Pointing records

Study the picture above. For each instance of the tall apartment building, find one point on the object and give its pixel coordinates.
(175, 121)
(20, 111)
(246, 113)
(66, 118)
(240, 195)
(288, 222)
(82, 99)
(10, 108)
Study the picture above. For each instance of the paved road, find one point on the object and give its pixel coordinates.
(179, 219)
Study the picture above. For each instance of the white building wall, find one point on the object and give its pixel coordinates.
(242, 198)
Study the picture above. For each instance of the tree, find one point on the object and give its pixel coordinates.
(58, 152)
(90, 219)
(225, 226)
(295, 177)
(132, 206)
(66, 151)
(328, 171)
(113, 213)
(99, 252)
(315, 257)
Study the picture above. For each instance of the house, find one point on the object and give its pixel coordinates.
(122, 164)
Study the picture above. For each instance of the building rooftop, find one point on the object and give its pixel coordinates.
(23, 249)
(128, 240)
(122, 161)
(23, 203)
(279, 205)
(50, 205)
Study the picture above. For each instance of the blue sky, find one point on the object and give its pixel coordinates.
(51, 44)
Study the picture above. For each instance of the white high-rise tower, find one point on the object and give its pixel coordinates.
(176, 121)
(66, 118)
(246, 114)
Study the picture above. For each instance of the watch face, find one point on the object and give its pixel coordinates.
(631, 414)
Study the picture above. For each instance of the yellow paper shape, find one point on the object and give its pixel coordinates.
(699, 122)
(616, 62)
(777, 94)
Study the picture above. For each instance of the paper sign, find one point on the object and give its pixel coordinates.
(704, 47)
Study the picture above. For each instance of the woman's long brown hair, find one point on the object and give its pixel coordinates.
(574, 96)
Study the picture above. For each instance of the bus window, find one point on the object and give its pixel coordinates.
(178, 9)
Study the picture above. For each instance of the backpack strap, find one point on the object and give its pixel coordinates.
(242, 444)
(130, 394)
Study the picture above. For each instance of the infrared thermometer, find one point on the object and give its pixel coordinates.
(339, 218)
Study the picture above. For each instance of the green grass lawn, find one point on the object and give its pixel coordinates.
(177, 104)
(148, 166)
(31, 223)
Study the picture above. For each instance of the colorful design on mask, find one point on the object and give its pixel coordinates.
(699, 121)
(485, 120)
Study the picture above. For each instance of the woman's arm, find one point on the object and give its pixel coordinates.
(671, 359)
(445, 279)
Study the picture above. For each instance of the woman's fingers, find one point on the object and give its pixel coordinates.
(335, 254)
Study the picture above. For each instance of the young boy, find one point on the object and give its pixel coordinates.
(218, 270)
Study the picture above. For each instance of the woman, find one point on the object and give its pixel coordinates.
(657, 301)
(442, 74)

WORK TO DO: Print the material once more, exactly.

COMPLETED EXERCISE:
Study the picture above. For each instance of the tall apartment building, find one point on the object and give its pixel coordinates.
(175, 121)
(20, 111)
(246, 113)
(66, 118)
(240, 195)
(288, 222)
(82, 99)
(10, 108)
Study the picture above. For each instance of the paved road, find one point on the object and give its pixel coordinates.
(179, 219)
Study the picture above. For each instance of the white building wall, find one point on the object and give its pixel coordinates.
(242, 198)
Study the picture above. For each instance of the tree, find one point on the object and give its pixel coordinates.
(58, 152)
(90, 219)
(225, 226)
(295, 177)
(132, 206)
(66, 151)
(328, 171)
(113, 213)
(99, 252)
(315, 257)
Study the picture above. For each instance of the house, find one point on the object and give its pixel coordinates.
(122, 164)
Study the picture above. For each instance of the building rooftop, find one point on the object and give its pixel coordinates.
(23, 249)
(128, 240)
(122, 161)
(23, 203)
(279, 205)
(50, 205)
Study the picture above. For each instance of the blue sky, find one point on the object and give its pixel coordinates.
(51, 44)
Study the picture above. For each instance of the white high-rise tower, find one point on the object and give its pixel coordinates.
(176, 121)
(66, 118)
(246, 114)
Study the picture above. For each instance of the watch face, find one point on the object and give its pixel coordinates.
(631, 414)
Study the picture above. For each instance of the yellow paper shape, find one point on the object and give its pixel coordinates.
(699, 122)
(616, 62)
(777, 94)
Study the picture above. For each instance of the paper sign, find one point on the object and give its pixel coordinates.
(704, 47)
Study the picture above. For each instance of the woman's long brown hair, find one point on the object and give its pixel coordinates.
(574, 96)
Study the picture above. For each instance of the bus window, find one point on the object and give its pixel coordinates.
(178, 9)
Study the picture above. For each instance of the backpack strap, find one point on the object and give its pixel coordinates.
(242, 444)
(130, 394)
Study the picture above. For each instance of the infrared thermometer, find one point on the object and give its pixel coordinates.
(339, 218)
Study the picture above. For each instance of the green grass lawn, find one point on the object and give its pixel coordinates.
(177, 104)
(148, 166)
(31, 223)
Study the picture above. For each instance of the colorful design on mask, find one point on the object and give its pixel coordinates.
(699, 121)
(485, 120)
Study the picture above. For each instance of the woman's arm, find one point on the object and give its pixel coordinates.
(671, 359)
(445, 279)
Study the picture above. For each instance of the woman's fingers, find one point on the object and give its pixel coordinates.
(335, 254)
Study the picture above. For each instance of the young boy, find one point on the object and give its pixel coordinates.
(218, 270)
Study the picture above. For each instance of the woman, find one point on the object and give its pixel coordinates.
(657, 301)
(442, 74)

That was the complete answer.